== Objective ==
Emit the line that holds "Expected: one point per instance of the freight" and all lines following it through the end of the data, verbatim, and nothing else.

== Given records ==
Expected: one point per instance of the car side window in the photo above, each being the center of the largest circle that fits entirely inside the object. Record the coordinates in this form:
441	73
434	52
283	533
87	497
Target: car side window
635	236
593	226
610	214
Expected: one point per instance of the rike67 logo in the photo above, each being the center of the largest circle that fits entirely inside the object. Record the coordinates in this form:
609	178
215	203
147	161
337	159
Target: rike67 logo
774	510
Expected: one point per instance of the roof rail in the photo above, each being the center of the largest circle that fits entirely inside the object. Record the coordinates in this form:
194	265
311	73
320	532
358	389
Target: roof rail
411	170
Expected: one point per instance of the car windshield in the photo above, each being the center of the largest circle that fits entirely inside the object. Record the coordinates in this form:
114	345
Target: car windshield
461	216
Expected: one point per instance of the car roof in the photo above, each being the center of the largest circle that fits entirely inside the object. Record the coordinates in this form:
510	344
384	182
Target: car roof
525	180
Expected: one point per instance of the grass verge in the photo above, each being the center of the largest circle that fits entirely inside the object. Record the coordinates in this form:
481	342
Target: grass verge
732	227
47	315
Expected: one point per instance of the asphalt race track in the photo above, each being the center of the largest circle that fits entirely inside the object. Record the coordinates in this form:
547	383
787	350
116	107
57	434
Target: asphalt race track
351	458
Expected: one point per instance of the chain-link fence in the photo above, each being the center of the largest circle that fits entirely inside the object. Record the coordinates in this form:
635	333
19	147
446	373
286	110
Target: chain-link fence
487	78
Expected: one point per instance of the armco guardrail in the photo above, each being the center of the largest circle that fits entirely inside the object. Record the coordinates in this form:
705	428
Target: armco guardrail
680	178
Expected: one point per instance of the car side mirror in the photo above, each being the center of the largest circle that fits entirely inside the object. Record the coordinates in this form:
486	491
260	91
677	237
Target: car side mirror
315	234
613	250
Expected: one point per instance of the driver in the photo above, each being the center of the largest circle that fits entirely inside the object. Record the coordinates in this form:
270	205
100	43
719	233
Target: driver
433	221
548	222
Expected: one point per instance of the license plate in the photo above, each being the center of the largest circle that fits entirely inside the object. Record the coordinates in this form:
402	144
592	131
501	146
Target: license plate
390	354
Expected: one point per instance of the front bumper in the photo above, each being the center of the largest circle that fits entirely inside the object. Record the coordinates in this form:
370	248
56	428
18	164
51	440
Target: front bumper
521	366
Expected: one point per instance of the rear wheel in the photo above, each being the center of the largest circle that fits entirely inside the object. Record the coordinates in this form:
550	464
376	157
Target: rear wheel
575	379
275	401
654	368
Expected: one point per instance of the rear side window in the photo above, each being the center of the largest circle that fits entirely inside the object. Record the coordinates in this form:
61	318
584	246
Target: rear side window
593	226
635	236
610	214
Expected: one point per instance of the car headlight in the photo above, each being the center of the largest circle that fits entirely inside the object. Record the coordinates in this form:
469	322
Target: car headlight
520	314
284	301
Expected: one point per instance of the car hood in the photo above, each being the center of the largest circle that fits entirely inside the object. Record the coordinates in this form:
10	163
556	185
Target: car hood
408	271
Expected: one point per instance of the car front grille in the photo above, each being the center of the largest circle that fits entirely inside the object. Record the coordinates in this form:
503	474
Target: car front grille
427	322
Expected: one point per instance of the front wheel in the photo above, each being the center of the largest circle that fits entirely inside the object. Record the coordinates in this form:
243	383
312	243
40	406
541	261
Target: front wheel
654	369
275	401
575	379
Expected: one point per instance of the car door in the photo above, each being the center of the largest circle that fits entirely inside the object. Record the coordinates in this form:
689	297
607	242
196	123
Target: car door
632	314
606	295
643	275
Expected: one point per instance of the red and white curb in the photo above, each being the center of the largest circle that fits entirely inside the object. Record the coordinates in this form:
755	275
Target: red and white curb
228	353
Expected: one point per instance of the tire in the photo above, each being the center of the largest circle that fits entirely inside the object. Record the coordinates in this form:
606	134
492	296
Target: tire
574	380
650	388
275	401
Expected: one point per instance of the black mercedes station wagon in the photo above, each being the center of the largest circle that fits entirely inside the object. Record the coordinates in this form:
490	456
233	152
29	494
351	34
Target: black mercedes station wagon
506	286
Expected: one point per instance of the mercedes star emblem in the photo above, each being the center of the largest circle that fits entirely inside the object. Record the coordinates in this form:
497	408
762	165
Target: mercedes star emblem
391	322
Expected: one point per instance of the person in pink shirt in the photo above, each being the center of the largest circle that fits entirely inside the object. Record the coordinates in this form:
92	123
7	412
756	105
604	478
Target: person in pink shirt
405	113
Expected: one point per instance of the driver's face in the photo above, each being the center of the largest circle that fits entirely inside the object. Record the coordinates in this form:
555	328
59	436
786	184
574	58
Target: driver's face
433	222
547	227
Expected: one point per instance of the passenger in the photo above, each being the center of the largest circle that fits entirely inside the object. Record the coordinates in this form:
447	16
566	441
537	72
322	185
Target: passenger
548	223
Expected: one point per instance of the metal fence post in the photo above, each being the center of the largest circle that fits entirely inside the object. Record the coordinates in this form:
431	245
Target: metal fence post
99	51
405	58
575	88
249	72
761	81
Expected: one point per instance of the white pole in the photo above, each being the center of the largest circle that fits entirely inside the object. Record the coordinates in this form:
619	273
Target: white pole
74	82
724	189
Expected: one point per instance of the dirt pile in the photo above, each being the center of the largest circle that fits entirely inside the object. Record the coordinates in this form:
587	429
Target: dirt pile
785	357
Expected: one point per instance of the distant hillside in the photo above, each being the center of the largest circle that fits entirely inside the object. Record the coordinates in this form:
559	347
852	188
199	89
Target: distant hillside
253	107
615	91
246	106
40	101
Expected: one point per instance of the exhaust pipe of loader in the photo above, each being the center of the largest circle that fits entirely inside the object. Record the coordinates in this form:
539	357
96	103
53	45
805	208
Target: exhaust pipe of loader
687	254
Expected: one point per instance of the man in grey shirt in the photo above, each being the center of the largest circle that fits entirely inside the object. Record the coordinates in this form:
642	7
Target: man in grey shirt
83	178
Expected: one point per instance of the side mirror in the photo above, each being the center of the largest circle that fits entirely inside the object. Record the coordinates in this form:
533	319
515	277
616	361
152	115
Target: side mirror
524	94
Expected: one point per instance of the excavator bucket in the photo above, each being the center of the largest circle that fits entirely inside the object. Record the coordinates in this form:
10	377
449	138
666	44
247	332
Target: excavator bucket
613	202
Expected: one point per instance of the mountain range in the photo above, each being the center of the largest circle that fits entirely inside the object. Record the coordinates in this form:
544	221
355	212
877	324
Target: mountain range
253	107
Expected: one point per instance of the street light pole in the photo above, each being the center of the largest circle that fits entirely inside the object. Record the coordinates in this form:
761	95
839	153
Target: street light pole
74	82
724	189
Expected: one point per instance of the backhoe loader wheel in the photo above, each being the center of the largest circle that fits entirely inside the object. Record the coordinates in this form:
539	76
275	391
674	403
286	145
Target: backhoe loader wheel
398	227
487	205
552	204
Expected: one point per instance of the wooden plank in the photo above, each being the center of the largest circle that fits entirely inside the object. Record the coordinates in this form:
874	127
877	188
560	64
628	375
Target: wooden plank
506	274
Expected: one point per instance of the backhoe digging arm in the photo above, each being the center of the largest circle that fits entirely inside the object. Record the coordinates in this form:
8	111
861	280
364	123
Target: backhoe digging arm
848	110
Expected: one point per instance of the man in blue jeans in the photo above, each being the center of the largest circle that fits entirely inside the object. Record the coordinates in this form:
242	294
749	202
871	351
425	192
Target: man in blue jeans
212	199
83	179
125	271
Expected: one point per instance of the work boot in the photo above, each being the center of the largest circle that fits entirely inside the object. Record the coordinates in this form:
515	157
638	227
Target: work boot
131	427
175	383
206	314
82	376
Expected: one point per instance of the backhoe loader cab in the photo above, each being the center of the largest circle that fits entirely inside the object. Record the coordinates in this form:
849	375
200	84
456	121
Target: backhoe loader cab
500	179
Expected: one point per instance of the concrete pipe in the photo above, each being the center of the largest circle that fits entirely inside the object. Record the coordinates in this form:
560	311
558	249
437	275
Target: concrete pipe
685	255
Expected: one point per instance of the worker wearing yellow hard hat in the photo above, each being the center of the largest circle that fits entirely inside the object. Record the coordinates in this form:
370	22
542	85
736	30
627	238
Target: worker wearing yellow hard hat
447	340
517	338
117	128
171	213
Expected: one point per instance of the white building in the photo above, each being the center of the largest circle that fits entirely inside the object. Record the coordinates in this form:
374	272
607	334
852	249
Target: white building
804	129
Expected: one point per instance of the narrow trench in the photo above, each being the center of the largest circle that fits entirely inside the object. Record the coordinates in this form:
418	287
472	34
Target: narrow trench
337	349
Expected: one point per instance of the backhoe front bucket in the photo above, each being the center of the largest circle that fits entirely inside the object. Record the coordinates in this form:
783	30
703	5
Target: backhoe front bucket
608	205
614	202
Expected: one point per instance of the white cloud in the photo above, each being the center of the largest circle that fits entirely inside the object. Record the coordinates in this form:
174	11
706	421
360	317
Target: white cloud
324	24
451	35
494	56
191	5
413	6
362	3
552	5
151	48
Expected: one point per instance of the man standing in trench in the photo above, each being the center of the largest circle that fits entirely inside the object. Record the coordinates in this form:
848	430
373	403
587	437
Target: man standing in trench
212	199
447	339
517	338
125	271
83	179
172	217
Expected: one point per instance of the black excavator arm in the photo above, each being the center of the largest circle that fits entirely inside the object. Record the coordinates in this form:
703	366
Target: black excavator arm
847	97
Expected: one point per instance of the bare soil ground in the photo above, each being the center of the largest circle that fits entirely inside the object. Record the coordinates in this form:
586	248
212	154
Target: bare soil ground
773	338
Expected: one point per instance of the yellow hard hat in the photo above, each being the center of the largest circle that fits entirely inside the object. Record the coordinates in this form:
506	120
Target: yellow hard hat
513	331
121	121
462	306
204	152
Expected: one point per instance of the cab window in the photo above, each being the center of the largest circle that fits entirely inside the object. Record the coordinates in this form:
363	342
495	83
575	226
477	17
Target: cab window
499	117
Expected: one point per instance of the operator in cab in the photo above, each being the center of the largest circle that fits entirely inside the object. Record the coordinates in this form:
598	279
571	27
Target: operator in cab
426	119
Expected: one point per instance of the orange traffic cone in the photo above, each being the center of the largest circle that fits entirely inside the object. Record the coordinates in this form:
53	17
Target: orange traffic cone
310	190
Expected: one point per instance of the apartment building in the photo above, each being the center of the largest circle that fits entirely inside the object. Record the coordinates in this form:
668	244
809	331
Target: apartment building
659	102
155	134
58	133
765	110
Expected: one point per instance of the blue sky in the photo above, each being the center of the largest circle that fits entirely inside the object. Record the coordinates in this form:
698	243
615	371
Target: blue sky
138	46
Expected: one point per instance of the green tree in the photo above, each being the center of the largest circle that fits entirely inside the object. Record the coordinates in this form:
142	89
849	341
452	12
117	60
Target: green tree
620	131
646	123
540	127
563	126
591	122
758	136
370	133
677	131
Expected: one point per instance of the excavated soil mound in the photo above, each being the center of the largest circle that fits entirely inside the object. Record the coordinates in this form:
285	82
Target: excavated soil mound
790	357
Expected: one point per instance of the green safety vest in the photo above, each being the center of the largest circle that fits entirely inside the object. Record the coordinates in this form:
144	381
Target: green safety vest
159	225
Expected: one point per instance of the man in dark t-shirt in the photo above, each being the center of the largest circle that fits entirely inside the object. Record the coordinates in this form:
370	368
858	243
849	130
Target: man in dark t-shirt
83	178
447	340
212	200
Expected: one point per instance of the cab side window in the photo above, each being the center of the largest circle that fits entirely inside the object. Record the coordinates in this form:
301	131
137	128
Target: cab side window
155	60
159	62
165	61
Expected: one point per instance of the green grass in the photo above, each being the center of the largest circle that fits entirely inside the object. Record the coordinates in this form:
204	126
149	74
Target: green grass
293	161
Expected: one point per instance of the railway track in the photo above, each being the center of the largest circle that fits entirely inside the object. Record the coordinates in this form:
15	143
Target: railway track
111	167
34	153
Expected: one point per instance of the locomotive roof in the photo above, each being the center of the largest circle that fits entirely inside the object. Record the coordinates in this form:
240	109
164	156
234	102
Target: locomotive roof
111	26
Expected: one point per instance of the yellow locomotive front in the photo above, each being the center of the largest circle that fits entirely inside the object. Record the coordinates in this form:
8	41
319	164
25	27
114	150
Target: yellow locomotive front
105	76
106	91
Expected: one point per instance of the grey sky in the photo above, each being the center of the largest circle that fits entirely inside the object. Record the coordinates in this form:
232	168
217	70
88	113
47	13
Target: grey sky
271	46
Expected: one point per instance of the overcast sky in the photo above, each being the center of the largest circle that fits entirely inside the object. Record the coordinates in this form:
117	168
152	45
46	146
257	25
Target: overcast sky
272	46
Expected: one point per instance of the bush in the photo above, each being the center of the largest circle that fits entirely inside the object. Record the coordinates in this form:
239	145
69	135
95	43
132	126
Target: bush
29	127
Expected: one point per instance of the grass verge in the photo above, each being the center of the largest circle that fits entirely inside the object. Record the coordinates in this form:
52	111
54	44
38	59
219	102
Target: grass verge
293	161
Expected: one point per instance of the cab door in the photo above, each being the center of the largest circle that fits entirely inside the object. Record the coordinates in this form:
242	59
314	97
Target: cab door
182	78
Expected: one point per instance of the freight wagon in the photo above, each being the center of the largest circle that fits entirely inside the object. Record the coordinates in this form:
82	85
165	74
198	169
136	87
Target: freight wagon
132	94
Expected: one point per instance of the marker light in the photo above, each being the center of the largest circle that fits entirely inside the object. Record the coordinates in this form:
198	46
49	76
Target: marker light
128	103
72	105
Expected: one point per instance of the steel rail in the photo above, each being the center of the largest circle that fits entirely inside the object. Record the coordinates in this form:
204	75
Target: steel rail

== Result below ==
Expected: one point per instance of the freight wagon in the photo above, each being the center of the largest circle that fits entirely inside the object. Record the coordinates in this form:
82	85
165	74
198	169
136	87
Target: freight wagon
132	94
Expected: one point per instance of the marker light in the photo above, each being the center of the largest circle that fits entirely inside the object. Record the coordinates in this form:
198	46
49	76
Target: marker light
128	103
72	105
Expected: one point per instance of the steel rail in the photo above, each being the center of the largest circle that fits entirely inside the object. Record the coordinates in this form:
204	75
Target: steel rail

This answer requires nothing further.